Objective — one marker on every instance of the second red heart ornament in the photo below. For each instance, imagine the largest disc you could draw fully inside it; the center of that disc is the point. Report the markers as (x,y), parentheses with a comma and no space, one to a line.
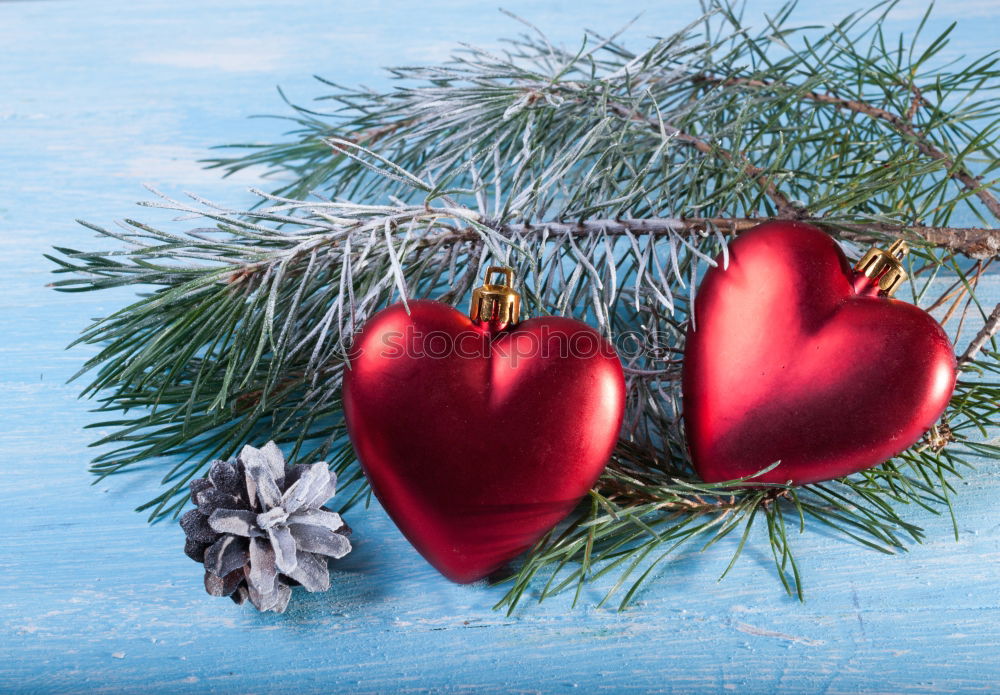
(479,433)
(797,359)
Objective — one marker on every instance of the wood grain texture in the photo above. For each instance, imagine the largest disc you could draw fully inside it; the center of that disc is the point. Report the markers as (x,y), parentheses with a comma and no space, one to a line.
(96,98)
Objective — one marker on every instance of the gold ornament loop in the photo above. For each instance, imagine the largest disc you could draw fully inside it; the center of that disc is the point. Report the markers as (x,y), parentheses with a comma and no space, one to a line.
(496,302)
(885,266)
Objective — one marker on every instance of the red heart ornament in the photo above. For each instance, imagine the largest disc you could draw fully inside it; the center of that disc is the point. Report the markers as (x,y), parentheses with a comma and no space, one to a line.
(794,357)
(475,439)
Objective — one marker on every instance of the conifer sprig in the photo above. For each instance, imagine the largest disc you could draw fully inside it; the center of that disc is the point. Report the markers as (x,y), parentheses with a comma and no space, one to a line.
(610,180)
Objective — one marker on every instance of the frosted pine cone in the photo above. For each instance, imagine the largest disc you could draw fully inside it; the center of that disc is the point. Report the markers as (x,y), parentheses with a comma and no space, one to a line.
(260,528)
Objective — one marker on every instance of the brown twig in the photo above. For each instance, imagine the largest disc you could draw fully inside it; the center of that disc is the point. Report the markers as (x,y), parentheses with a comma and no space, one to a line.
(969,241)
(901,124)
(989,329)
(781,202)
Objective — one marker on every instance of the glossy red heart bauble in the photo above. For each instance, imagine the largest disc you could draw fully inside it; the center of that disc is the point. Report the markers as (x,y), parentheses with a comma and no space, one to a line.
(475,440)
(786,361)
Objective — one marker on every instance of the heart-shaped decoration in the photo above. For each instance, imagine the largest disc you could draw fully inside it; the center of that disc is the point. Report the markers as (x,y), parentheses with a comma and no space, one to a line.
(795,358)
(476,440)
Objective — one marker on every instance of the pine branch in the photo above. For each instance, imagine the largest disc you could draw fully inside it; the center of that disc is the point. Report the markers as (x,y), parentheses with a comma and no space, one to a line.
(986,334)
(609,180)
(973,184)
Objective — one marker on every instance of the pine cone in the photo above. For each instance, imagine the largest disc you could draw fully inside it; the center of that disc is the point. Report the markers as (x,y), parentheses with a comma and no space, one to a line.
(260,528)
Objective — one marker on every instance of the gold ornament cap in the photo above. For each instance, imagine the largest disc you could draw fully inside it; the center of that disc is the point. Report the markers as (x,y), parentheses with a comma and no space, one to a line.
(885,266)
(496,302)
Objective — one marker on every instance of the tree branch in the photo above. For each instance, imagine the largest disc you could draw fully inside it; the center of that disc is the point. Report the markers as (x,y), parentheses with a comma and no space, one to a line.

**Assigned task**: Make an exact copy of each line, beginning at the one containing "gold ornament cap" and ending with the last line of the data, and of no other line.

**Written solution**:
Objective — one marker on every instance of the gold ornament cap in the photo above. For each instance, imagine the largest disc you could draw fully inside it; the center of that disc is the point. Report the markers as (x,y), parentheses with a comma and no space, one to a line.
(885,266)
(496,302)
Objective — one marker on every instance of the tree branch in the photo above. For each instance, imagine the largest disc you could draw fully inside it; the center of that disc is the point. Report the markers as (x,y), parentheses with a comma and no space, one to a line.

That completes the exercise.